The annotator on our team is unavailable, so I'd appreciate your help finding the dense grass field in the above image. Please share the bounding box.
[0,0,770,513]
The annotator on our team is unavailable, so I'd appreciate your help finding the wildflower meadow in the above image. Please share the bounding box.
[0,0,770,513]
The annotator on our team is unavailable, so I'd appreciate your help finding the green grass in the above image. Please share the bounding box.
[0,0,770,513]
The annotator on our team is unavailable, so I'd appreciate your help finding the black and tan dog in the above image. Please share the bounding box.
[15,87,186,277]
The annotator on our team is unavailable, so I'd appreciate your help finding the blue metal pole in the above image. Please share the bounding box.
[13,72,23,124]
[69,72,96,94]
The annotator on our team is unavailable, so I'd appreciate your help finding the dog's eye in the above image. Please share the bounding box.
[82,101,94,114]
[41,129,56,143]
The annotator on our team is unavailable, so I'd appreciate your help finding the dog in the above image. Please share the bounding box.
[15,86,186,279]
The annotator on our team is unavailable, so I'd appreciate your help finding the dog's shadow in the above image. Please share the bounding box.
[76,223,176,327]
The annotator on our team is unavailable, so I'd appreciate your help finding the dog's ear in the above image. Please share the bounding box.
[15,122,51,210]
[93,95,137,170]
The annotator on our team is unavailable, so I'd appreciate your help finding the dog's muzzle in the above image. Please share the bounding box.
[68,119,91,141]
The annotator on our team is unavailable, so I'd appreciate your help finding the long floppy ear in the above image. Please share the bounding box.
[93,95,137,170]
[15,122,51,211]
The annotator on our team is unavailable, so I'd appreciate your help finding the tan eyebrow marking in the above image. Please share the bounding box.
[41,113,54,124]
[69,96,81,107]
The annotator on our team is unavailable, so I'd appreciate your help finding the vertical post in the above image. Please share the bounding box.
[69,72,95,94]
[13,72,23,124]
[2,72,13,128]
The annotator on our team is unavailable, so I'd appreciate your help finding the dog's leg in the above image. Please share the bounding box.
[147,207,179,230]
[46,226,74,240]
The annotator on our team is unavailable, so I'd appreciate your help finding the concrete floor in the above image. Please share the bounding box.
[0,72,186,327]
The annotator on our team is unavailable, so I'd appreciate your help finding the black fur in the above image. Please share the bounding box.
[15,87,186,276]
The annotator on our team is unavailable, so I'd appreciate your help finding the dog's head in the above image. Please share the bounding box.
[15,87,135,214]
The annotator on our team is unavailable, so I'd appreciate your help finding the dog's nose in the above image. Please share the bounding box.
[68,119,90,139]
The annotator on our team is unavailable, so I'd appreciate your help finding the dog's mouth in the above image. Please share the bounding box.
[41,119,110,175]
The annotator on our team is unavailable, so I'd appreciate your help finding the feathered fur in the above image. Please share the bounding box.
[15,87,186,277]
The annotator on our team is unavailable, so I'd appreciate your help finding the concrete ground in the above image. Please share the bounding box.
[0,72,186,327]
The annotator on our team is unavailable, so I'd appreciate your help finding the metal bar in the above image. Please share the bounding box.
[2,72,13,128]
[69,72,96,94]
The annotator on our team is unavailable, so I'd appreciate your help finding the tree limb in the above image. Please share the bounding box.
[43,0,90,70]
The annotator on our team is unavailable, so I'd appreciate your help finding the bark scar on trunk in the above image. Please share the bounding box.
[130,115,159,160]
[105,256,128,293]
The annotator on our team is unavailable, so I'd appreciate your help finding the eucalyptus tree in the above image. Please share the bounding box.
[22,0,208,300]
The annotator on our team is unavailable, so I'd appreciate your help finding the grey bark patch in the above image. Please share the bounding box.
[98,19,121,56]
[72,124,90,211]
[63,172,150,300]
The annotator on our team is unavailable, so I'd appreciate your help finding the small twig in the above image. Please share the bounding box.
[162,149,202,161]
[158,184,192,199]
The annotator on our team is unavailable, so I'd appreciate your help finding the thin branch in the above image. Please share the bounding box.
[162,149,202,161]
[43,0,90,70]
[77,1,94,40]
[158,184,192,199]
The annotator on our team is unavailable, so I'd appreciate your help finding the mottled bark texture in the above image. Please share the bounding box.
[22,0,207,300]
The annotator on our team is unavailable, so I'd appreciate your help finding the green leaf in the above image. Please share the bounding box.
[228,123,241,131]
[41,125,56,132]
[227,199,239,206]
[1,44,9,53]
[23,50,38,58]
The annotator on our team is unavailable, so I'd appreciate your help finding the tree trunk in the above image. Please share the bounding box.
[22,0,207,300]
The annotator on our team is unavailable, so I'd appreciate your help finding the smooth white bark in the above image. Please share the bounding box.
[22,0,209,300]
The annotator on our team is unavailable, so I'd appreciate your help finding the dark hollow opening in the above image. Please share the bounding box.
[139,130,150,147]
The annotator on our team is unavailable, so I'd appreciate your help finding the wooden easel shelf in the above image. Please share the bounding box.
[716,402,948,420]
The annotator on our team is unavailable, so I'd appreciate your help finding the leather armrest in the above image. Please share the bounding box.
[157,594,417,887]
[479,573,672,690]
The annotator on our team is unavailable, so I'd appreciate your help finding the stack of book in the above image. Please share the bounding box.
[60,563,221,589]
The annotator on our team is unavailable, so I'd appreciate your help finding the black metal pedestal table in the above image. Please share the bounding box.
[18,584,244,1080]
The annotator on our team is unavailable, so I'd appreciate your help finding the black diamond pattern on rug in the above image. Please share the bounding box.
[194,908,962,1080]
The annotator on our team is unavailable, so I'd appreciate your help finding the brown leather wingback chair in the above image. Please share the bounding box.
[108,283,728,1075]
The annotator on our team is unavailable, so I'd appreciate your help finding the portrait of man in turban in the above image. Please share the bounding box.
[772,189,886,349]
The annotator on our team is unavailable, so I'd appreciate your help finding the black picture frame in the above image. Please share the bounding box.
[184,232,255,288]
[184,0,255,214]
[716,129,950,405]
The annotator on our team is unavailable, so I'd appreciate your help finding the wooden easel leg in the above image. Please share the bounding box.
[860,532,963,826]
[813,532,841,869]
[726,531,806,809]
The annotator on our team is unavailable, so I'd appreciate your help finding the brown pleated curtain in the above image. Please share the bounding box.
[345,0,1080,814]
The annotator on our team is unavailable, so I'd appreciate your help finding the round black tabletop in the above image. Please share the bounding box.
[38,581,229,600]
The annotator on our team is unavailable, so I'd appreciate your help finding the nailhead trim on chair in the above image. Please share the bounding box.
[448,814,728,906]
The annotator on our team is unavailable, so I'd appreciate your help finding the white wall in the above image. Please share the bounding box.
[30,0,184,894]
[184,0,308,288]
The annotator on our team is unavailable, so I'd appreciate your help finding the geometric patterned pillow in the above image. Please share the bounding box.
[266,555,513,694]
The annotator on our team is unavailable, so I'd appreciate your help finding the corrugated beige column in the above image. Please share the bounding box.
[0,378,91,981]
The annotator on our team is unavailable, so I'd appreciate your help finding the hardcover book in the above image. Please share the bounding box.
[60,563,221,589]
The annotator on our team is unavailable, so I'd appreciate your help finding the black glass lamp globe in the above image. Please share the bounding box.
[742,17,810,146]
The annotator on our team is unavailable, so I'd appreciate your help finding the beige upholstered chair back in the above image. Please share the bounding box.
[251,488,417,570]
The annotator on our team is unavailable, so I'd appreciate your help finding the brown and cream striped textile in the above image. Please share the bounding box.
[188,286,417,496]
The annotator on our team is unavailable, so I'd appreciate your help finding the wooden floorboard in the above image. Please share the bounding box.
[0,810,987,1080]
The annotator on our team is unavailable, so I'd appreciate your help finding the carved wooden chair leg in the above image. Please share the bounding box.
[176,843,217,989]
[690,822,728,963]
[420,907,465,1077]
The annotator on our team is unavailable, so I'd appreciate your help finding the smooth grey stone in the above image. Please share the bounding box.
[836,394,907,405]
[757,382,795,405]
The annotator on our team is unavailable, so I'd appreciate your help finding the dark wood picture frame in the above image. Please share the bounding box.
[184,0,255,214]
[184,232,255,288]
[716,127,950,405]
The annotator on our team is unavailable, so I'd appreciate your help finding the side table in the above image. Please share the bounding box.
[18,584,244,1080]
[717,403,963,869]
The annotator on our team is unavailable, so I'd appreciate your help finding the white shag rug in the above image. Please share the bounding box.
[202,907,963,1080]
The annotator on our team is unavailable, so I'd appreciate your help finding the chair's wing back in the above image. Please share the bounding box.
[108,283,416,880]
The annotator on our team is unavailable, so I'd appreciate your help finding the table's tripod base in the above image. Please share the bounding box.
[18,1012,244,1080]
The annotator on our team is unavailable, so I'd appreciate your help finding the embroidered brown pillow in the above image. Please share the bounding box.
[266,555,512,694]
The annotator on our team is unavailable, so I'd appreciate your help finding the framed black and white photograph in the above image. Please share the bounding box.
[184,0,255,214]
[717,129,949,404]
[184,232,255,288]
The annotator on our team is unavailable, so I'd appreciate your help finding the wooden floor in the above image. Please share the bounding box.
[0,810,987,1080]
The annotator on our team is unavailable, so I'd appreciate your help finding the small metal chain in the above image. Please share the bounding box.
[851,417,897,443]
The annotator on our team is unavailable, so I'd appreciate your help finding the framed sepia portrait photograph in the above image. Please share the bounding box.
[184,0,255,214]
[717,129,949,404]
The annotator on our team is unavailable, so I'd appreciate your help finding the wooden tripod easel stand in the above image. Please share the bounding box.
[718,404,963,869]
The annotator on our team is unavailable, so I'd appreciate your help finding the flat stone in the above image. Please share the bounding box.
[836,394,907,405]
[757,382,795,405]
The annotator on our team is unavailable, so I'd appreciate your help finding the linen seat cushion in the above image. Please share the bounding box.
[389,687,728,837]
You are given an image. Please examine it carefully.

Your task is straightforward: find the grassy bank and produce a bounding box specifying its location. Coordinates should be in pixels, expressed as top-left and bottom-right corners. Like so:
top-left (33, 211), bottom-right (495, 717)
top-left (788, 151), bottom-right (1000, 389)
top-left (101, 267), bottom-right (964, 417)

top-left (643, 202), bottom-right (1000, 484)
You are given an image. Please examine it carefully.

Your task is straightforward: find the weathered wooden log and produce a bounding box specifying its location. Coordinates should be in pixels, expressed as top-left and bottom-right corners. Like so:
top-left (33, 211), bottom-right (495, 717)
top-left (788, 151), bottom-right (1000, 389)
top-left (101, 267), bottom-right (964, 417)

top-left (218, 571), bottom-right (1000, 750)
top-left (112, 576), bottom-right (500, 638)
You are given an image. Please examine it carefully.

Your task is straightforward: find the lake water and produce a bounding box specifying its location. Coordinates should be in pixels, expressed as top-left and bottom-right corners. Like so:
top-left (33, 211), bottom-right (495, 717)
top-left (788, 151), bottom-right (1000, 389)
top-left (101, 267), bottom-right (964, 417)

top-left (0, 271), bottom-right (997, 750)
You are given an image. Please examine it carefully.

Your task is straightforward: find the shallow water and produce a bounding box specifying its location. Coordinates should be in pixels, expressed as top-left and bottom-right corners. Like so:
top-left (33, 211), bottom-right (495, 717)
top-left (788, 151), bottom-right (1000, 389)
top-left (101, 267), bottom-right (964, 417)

Objective:
In everything from the line containing "the small twig" down to the line containing "[23,50,38,58]", rename "thin branch" to "slender branch" and leave all else unchanged. Give back only those lines.

The solution:
The annotator on our team is unavailable, so I'd appreciate your help finding the small twig in the above image. Please share the bounding box.
[162,149,202,161]
[158,184,192,199]
The annotator on our team is unavailable, so I'd appreciate your help finding the slender branch in the above image. Please share the bounding box.
[162,149,202,161]
[43,0,90,70]
[77,1,94,40]
[158,184,192,199]
The annotator on our team is unavailable, so I'd appreciate your help finding the mottled bark texture in the above image. Please share the bounding box.
[22,0,207,300]
The annotator on our team is unavailable, so I'd appreciate your help finding the green leaf in the above image. Please share the bounding box.
[228,123,241,131]
[41,125,56,132]
[227,199,239,206]
[1,44,9,53]
[23,50,38,58]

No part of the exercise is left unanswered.